Pointing dataset items

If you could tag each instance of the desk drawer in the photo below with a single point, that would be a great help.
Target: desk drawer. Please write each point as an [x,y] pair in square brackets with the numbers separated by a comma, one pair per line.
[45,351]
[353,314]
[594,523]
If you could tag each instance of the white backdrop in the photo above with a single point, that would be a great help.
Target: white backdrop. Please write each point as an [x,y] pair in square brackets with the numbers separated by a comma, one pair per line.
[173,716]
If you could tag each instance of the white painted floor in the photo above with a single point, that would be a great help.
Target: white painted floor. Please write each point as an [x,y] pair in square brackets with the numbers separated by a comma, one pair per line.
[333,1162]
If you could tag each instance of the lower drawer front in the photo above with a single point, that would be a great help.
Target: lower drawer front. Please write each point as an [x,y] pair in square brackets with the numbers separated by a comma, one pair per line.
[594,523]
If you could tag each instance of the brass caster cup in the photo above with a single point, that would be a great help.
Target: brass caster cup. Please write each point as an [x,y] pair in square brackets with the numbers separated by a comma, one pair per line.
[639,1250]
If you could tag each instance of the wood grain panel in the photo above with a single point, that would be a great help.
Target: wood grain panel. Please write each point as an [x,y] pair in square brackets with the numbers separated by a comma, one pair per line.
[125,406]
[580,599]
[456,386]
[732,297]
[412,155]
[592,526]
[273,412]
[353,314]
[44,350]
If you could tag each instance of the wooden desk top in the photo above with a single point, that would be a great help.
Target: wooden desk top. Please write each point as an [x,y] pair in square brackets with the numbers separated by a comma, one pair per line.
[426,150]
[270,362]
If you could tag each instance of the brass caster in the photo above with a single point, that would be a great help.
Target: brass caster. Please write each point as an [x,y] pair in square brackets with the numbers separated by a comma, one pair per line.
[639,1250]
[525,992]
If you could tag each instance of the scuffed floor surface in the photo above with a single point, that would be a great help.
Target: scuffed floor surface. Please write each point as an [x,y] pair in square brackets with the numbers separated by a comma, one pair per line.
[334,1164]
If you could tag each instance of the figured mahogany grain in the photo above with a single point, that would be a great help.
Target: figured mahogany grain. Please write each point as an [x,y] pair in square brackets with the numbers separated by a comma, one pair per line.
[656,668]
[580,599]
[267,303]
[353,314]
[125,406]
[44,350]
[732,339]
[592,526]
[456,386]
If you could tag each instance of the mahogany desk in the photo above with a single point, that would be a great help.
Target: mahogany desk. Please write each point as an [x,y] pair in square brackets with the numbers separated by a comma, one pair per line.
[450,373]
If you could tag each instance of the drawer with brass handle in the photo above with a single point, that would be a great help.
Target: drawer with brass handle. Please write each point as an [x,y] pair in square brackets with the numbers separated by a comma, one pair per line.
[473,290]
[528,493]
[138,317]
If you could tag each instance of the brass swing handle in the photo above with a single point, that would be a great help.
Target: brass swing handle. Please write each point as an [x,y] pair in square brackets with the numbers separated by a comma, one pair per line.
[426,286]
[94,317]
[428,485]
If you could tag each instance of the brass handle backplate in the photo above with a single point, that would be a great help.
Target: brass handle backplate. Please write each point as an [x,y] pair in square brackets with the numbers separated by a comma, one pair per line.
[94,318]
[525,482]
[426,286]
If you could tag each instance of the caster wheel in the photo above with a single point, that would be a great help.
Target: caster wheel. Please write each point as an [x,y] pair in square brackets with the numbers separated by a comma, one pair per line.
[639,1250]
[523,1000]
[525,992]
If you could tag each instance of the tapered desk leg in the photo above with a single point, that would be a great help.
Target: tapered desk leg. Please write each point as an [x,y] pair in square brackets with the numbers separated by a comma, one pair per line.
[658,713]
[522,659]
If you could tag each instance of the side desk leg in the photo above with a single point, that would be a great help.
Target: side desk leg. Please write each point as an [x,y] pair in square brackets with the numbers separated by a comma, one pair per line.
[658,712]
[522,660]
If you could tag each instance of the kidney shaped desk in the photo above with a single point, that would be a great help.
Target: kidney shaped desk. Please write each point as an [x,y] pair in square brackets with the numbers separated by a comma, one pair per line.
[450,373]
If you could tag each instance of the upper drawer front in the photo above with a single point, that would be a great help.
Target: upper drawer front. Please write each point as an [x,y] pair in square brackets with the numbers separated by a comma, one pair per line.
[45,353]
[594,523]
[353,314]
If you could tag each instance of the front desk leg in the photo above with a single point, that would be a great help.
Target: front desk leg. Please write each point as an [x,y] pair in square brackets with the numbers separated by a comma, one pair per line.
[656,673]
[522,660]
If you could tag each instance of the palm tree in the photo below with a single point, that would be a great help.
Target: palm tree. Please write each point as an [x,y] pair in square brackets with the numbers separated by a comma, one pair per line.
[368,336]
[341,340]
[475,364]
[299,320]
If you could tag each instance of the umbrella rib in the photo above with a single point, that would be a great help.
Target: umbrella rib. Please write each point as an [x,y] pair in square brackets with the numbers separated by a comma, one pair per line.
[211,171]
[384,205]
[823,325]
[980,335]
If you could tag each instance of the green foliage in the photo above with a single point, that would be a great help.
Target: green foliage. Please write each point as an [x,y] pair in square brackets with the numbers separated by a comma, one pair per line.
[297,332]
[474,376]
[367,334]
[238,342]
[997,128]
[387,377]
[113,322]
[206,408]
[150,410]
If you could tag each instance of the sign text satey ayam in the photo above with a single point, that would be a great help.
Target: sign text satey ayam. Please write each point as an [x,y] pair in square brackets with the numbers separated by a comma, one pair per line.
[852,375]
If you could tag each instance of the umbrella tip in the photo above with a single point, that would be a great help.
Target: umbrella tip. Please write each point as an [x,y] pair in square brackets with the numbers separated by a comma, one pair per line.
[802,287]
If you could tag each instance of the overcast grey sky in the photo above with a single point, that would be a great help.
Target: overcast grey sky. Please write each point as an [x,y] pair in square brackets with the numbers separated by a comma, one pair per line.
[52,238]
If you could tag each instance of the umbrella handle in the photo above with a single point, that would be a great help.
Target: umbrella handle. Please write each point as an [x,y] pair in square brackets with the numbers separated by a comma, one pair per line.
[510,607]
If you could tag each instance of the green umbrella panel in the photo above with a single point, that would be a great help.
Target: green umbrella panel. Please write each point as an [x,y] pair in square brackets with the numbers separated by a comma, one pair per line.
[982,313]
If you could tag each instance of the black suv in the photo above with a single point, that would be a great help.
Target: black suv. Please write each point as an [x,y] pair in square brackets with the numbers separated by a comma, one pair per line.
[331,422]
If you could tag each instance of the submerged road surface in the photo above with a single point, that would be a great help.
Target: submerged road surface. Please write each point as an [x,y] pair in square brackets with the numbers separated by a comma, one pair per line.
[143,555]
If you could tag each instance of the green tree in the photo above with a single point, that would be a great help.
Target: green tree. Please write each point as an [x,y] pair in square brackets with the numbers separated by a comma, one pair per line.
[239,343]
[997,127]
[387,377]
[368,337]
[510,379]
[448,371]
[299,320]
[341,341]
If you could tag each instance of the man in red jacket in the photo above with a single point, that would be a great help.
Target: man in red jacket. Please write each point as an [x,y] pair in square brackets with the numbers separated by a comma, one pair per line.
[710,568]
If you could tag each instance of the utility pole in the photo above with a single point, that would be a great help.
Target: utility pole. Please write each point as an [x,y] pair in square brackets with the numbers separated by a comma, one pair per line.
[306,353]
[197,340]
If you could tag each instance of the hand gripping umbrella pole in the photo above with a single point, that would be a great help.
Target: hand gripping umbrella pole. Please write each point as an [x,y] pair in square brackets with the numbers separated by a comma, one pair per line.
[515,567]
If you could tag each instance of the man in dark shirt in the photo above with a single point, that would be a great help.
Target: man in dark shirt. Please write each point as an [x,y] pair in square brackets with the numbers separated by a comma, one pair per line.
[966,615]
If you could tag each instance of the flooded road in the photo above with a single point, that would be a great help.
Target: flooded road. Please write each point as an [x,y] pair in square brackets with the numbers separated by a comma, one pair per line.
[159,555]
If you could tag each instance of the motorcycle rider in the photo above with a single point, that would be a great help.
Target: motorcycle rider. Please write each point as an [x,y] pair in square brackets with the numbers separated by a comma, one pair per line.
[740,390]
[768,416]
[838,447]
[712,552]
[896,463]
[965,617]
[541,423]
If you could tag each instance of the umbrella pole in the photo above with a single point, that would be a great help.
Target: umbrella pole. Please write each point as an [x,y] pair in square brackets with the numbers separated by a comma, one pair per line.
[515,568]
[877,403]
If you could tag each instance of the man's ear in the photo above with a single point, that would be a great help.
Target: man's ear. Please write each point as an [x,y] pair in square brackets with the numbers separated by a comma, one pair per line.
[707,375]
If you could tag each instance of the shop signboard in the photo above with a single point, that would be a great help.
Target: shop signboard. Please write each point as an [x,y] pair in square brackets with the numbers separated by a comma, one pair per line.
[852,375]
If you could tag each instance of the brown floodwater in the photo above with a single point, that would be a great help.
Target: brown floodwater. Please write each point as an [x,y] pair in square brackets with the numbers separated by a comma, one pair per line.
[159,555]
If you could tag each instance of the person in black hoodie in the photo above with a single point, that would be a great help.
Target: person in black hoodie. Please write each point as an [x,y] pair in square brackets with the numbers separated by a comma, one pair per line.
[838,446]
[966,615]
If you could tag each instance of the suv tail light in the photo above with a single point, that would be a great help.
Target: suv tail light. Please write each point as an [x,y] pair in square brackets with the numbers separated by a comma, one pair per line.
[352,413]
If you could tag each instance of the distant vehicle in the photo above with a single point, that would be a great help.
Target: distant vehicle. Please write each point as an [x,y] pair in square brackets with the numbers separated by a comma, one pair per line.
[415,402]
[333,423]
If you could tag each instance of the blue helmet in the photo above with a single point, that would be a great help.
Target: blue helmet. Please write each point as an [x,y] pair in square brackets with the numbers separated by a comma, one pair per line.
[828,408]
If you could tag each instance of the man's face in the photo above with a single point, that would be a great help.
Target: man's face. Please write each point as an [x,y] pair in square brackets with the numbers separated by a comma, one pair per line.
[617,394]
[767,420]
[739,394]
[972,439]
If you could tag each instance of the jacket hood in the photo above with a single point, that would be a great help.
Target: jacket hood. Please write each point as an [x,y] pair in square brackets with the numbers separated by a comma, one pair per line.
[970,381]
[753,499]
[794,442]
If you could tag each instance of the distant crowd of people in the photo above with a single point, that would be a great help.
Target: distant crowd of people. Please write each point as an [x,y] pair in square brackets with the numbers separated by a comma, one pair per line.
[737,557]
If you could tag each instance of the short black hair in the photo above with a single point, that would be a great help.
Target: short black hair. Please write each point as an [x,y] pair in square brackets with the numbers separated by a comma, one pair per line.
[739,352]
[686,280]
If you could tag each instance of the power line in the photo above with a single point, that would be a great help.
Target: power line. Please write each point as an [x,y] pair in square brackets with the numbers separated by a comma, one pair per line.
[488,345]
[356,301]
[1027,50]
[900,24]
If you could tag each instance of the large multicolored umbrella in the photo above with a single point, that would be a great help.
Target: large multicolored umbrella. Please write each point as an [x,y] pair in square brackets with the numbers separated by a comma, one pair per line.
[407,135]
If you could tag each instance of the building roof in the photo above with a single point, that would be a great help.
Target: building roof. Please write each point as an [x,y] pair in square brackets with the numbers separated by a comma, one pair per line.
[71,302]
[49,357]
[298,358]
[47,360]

## Work required
Starting at the line that contains "If you could tag each instance of the man's face" and going through the end of the items, rewrite those lines as a numbered list, skipping any blank lines.

## Finished exercise
1. If you could tag each instance of the man's face in the photo above with a single point, that would be a great help.
2. Target: man's face. Please write each point as an [x,y] pair in square brackets with the numbers separated by a comma, one pair per line.
3. [617,394]
4. [767,420]
5. [739,394]
6. [972,439]
7. If you could tag each instance of the jacket hood in the photo above with a single point, that would be a great help.
8. Target: jacket hood. Please write each point as an [x,y] pair in square brackets with the numbers separated by a comma, one pair per line.
9. [970,381]
10. [753,499]
11. [794,442]
12. If you could tag each instance of the distant crowd of people in the photo above with a single point, that would be a great help.
13. Target: distant crowd of people. Please write each point as an [x,y] pair in square brackets with the numbers separated by a comma, one pair per line.
14. [737,557]
15. If you could tag each instance of the short black hair in the photo above with a single point, that would be a great help.
16. Target: short black hair. Please write each point as an [x,y] pair in square brackets with the numbers separated by a comma, one pair per line.
17. [739,352]
18. [686,280]
19. If you could tag each instance of the power line in the photo above with a single point, that would be a great help.
20. Target: power line. Please write each point as an [x,y] pair in square brackets with the numbers separated by a comma, one pair per line.
21. [488,345]
22. [356,301]
23. [1027,50]
24. [900,24]
25. If you could tag each instance of the large multicolored umbrella in the photo above with a single point, that would be a great help.
26. Target: large multicolored umbrella. Please write each point as an [x,y] pair in square brackets with the numbers separated by a comma, one pair per line.
27. [407,135]
28. If you could tag each instance of the building roof in the photo above with a single point, that would be a great help.
29. Target: building roof. Please write each point as an [x,y] pair in square brackets with the numbers separated by a comma, one pair per line.
30. [71,302]
31. [49,357]
32. [298,358]
33. [47,360]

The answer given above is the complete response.